Set exercise A →
In the post about lawyers keeping promises to themselves, how many live presentations has the writer given as of the day it was written?

** Start Supplied text **

Keep the Promise: What Changes When Lawyers Lead Themselves First

The problem isn’t your calendar. The problem is how you’re relating to the commitments you make to yourself. The paradox is this: when you start keeping promises to yourself, you not only build internal integrity—you elevate your external influence. When you consistently keep promises to yourself, four things happen…

I almost didn’t show up.

After a long international road trip, van trouble, and a disrupted routine, the temptation was real: skip the live presentation. Or mail it in. Just this once.

But I didn’t. I showed up—because I made a promise.

Not for the audience because, to be honest, depending on the platform, I sometimes don’t know if there are 1,000 people watching, or 0.

The promise I made was to myself. I would show up and talk about something impactful, something that could change one person’s way of thinking and, just maybe, their life. I would show up and play full out.

Since January 2023, I’ve shown up every month for a live presentation, whether people attend live or catch the replay. (As of today, that’s 29 live presentations.) This isn’t marketing. This isn’t lead generation. This is a commitment I made to myself: I will deliver one live presentation per month because it aligns with who I am, the work I do, and the promise I’ve made—to myself—for myself.

And that’s what this post is about: the promises lawyers keep, and the one type of promise we too often break.

Lawyers Are Excellent at Keeping Promises—to Everyone Else.

Let’s be clear: the lawyers I coach, those Accomplished Seekers, are some of the most disciplined professionals on the planet. They keep their promises. They wouldn’t be extraordinarily successful if they didn’t.

To clients? Absolutely. You don’t miss deadlines. You show up in court. You meet your obligations. You do what you say you’ll do with the goal of serving the client and creating an evangelist for your firm.

To partners? You don’t leave your colleagues hanging. They count on you and you count on them. Simple.

** End Supplied text **

Set exercise B →
Count how many lines of the records below contain the string "surface", treating case as significant, and give only that number.

** Start Data for this exercise **

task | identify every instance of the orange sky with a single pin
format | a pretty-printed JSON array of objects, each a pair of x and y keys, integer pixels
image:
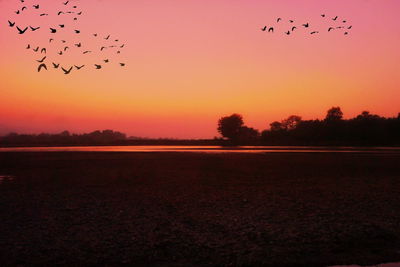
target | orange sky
[{"x": 191, "y": 62}]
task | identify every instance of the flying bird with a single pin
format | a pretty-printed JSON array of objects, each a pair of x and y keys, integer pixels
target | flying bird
[
  {"x": 67, "y": 71},
  {"x": 41, "y": 66},
  {"x": 42, "y": 60},
  {"x": 21, "y": 31}
]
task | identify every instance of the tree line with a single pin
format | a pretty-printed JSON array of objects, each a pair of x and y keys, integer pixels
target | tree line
[{"x": 365, "y": 129}]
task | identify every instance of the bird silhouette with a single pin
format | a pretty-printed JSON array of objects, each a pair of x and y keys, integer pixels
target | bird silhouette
[
  {"x": 41, "y": 60},
  {"x": 41, "y": 66},
  {"x": 67, "y": 71},
  {"x": 21, "y": 31}
]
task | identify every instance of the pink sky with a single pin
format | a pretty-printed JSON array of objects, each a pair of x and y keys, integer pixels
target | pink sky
[{"x": 191, "y": 62}]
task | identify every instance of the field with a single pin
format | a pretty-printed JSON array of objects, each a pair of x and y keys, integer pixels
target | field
[{"x": 186, "y": 209}]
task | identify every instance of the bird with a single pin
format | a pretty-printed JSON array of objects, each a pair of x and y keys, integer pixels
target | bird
[
  {"x": 67, "y": 71},
  {"x": 21, "y": 31},
  {"x": 41, "y": 60},
  {"x": 42, "y": 66}
]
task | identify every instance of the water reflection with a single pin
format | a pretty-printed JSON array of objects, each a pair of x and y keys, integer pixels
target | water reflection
[{"x": 206, "y": 149}]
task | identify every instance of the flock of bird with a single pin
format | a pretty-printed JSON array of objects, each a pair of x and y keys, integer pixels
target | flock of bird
[
  {"x": 55, "y": 36},
  {"x": 293, "y": 27}
]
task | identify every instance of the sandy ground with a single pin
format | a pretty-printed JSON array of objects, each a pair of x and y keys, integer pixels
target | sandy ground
[{"x": 187, "y": 209}]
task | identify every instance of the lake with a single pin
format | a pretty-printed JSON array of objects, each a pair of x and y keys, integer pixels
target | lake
[{"x": 207, "y": 149}]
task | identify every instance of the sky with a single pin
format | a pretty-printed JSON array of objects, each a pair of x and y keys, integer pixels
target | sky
[{"x": 189, "y": 62}]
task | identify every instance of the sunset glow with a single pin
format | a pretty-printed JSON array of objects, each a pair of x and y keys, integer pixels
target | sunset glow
[{"x": 191, "y": 62}]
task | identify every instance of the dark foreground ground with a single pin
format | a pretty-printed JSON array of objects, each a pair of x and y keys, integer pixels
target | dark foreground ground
[{"x": 199, "y": 209}]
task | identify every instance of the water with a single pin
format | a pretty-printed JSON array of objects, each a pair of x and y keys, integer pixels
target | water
[{"x": 208, "y": 149}]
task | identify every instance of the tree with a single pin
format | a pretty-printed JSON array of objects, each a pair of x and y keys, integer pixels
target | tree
[
  {"x": 229, "y": 126},
  {"x": 291, "y": 122},
  {"x": 334, "y": 114}
]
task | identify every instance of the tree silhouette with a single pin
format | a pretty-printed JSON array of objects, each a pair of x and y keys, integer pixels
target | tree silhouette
[
  {"x": 229, "y": 126},
  {"x": 334, "y": 114}
]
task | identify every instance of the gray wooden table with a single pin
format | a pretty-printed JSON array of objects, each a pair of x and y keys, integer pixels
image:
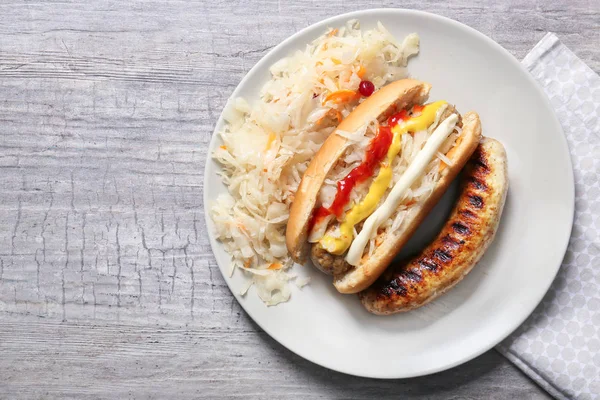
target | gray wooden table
[{"x": 108, "y": 288}]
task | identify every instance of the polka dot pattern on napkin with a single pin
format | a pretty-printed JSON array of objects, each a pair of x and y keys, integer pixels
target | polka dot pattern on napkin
[{"x": 559, "y": 345}]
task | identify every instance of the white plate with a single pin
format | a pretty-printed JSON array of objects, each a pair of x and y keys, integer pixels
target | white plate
[{"x": 475, "y": 73}]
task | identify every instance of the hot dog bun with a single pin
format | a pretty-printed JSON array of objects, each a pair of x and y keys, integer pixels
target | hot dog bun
[
  {"x": 370, "y": 268},
  {"x": 396, "y": 95},
  {"x": 393, "y": 97}
]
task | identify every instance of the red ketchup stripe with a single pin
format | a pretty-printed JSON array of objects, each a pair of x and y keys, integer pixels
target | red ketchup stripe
[{"x": 376, "y": 152}]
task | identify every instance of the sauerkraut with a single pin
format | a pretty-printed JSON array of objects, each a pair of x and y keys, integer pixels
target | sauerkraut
[{"x": 267, "y": 145}]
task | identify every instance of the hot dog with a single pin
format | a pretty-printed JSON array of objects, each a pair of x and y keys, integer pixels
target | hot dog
[
  {"x": 375, "y": 179},
  {"x": 459, "y": 245}
]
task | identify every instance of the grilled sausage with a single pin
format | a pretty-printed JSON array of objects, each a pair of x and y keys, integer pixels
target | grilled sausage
[{"x": 457, "y": 248}]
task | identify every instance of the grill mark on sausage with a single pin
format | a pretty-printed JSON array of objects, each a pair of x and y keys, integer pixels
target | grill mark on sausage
[
  {"x": 428, "y": 264},
  {"x": 467, "y": 214},
  {"x": 475, "y": 201},
  {"x": 413, "y": 275},
  {"x": 477, "y": 184},
  {"x": 460, "y": 228},
  {"x": 395, "y": 287},
  {"x": 451, "y": 243},
  {"x": 480, "y": 162},
  {"x": 442, "y": 255}
]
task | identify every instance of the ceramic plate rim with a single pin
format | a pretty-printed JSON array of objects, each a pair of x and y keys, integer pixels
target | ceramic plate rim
[{"x": 321, "y": 25}]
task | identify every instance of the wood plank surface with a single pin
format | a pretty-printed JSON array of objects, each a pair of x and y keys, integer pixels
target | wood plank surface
[{"x": 108, "y": 287}]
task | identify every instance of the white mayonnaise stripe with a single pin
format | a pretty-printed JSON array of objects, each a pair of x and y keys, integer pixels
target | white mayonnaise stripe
[{"x": 414, "y": 170}]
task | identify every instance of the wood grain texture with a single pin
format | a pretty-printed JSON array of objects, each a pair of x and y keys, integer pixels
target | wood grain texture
[{"x": 108, "y": 288}]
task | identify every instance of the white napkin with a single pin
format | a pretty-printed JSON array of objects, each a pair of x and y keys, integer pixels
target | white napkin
[{"x": 559, "y": 345}]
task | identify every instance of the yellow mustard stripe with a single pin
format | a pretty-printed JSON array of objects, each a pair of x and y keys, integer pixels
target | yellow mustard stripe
[{"x": 379, "y": 186}]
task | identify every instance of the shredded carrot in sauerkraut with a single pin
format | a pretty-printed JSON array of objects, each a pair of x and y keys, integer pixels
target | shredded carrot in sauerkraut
[{"x": 267, "y": 145}]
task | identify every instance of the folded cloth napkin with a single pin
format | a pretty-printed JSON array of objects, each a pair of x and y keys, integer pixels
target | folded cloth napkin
[{"x": 559, "y": 345}]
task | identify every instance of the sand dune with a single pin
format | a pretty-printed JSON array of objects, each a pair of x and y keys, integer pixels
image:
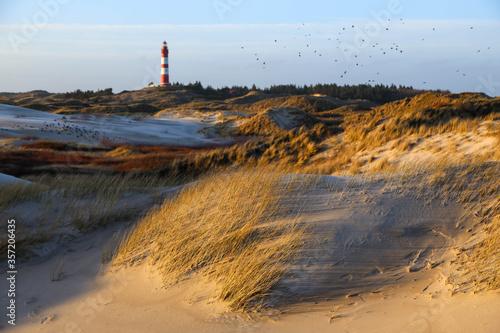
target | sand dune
[
  {"x": 376, "y": 260},
  {"x": 17, "y": 122}
]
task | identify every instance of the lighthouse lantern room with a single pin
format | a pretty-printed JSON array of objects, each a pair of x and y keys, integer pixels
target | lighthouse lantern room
[{"x": 164, "y": 65}]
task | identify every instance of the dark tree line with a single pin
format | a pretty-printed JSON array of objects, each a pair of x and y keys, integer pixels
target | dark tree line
[
  {"x": 377, "y": 93},
  {"x": 80, "y": 94}
]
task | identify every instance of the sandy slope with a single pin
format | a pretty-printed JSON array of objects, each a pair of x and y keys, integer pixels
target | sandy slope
[
  {"x": 17, "y": 122},
  {"x": 7, "y": 179},
  {"x": 377, "y": 261}
]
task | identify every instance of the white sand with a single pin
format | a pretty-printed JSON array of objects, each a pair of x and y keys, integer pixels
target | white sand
[
  {"x": 92, "y": 129},
  {"x": 388, "y": 251},
  {"x": 7, "y": 179}
]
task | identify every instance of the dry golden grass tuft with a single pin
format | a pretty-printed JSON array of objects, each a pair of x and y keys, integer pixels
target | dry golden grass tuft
[{"x": 226, "y": 227}]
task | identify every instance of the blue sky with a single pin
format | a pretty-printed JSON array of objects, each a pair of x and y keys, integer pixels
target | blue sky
[{"x": 63, "y": 45}]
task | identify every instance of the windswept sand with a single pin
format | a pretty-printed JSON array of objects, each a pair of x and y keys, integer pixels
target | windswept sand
[
  {"x": 92, "y": 129},
  {"x": 377, "y": 260}
]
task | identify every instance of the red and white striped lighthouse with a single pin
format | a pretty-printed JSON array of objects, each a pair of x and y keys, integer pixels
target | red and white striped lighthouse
[{"x": 164, "y": 65}]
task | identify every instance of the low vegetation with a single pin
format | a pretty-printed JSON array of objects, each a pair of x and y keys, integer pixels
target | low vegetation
[
  {"x": 226, "y": 224},
  {"x": 226, "y": 227}
]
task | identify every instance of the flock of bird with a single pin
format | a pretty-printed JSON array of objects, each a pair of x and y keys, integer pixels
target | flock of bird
[{"x": 353, "y": 53}]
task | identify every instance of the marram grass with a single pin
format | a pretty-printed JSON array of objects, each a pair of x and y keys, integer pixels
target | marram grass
[{"x": 227, "y": 228}]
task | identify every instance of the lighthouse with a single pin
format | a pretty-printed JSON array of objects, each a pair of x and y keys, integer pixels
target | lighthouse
[{"x": 164, "y": 65}]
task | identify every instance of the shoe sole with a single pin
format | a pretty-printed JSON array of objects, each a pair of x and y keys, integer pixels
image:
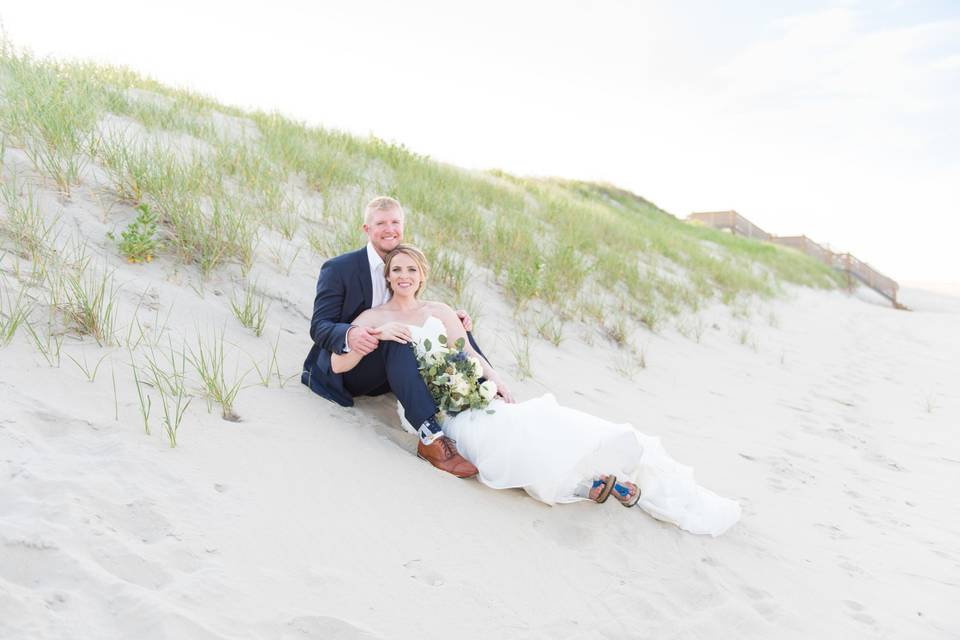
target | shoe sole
[{"x": 456, "y": 475}]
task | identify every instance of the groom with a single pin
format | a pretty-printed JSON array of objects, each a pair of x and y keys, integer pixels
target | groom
[{"x": 349, "y": 285}]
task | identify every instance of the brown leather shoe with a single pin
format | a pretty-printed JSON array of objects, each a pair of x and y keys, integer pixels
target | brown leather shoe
[{"x": 442, "y": 454}]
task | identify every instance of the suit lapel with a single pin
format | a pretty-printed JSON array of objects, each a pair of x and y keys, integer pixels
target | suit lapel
[{"x": 366, "y": 282}]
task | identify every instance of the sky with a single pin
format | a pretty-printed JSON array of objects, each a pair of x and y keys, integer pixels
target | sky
[{"x": 838, "y": 120}]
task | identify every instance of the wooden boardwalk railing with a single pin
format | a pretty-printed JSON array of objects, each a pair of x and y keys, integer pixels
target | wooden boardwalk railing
[{"x": 845, "y": 262}]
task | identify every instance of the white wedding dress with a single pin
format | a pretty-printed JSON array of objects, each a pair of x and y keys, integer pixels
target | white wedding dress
[{"x": 548, "y": 450}]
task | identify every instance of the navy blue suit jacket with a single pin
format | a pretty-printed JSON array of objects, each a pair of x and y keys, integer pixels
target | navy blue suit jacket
[{"x": 344, "y": 291}]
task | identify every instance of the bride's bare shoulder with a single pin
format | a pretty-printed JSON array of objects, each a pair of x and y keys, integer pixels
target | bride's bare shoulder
[
  {"x": 369, "y": 318},
  {"x": 438, "y": 308}
]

** End Data for this exercise **

Written solution A →
29

Written solution B →
2